Boris Karloff as David Mallory and Jean Rogers as Joan

When it comes to the characters and the performances, I found myself in two minds. Karloff is instantly sympathetic in a role he would recycle several times – he even revives David’s look and for Dr John Garth in Before I Hang – and despite her character’s initially woeful naiveté, Jean Rogers makes for a solidly dependable Joan. Although clearly being set up as the romantic lead from the moment we meet him, however, Warren Hull’s Jim initially comes across as a self-satisfied twerp, pushing his way past Joan into her boarding house room that she shares with her father. Joan rightly protests, but Jim just grins and ignores her while he and the equally cocky Mike barge in and conduct what Jim freely admits is an illegal search. Having taken a fancy to her, he then behaves like a predatory stalker, sitting outside her door, following her to work, and at one point even barring her entry to her own home. By now I started wishing that Joan would deliver a swift kick to his testicles instead of gradually falling for him as tradition dictates that she is destined to do. The decision to have Hobart Cavanaugh play Louie as a comedy sidekick also initially had me groaning, in part because his comic antics felt at odds with the tone of the film to that point, but once he and David team up and start raiding shops, I found myself warming to him and their engaging odd couple partnership.

Then, halfway through the film, a new plot strand is introduced that delivers what for me is the best character and performance in the film. With the press all over David’s pranks as the self-styled Night Key of the title, word of his activities reaches a criminal gang leader known as The Kid. He’s played by Alan Baxter, who did tend to specialise in sinister roles, but he’s just sublime here, delivering his lines in an unemotional monotone and a nasal twang, and staying ice-cool in situations in which others would lose their rag. And he’s all the more deliciously intimidating for it. From the moment he coolly delivers his first line – “I don’t know what his racket it is, but a guy with a talent like that should be working for me” – I knew I was going to relish his every appearance, and he doesn’t disappoint. It really takes something to overshadow Karloff by seemingly doing so little, but Baxter nails the role, and the film is all the better for it. It helps that he’s surrounded by a convincingly fearsome looking collection of goons, the most potentially dangerous of whom is known as Fingers (played by John Ford regular, Ward Bond), who dishes out violence at the drop of a knuckle duster and is only prevented from doing worse by The Kid’s calmly controlling words.

_ _ _

EXERCISE SET |
• a. In the film review, which actor plays the gang leader known as The Kid?
• b. Write the next part of the film review above, picking up after its final sentence.

SUPPLIED INFORMATION |
_ _ _

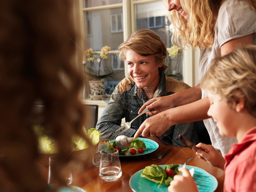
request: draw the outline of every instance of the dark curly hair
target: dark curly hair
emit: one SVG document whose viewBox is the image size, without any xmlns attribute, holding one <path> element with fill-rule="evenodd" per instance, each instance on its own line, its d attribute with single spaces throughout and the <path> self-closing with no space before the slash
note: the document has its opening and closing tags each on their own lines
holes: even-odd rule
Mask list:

_ _ _

PER-TASK ANSWERS |
• a. Alan Baxter

• b.
One point of particular interest is the technology that is central to the story, being alternately accurate, unlikely, and even forward-looking. The Ranger electromagnetic contact-based alarm system was based on real-world equipment that had been in existence and use for some time, and the main switchboard and address logging system we see demonstrated thus has an authentic feel. Indeed, so large is the alarm detection switchboard – it covers an entire wall and consists of a hundreds of switches and indicator lights – that I did wonder if the filmmakers had simply bought a real system rather than designing and constructing one from scratch. The new invention that David sells to Ranger is one that may have seemed fanciful in its day (and boy, did I spent some ultimately fruitless time researching the timeline on this), but a real-world equivalent did eventually appear in the form of the photoelectric sensor, which did indeed find extensive use in security systems. The device David later rigs up to fire crackles of electricity at the bad guys to immobilize them does briefly moves the film into the realms of Buck Rogers science fiction, which does knock the realism of its improvised construction on the head – if the device had turned out to be the electric cattle prod that all logic was indicating it would be, I’ve had bought it in a heartbeat. Later still, the idea that David could tune his electronic key to a frequency that would shut down the engine of a car is far-fetched in the context of the technology of the day, but all these years later the ability to immobilise vehicles electronically has also come to pass and is even included in some models as a security device, bringing us back to where this story began.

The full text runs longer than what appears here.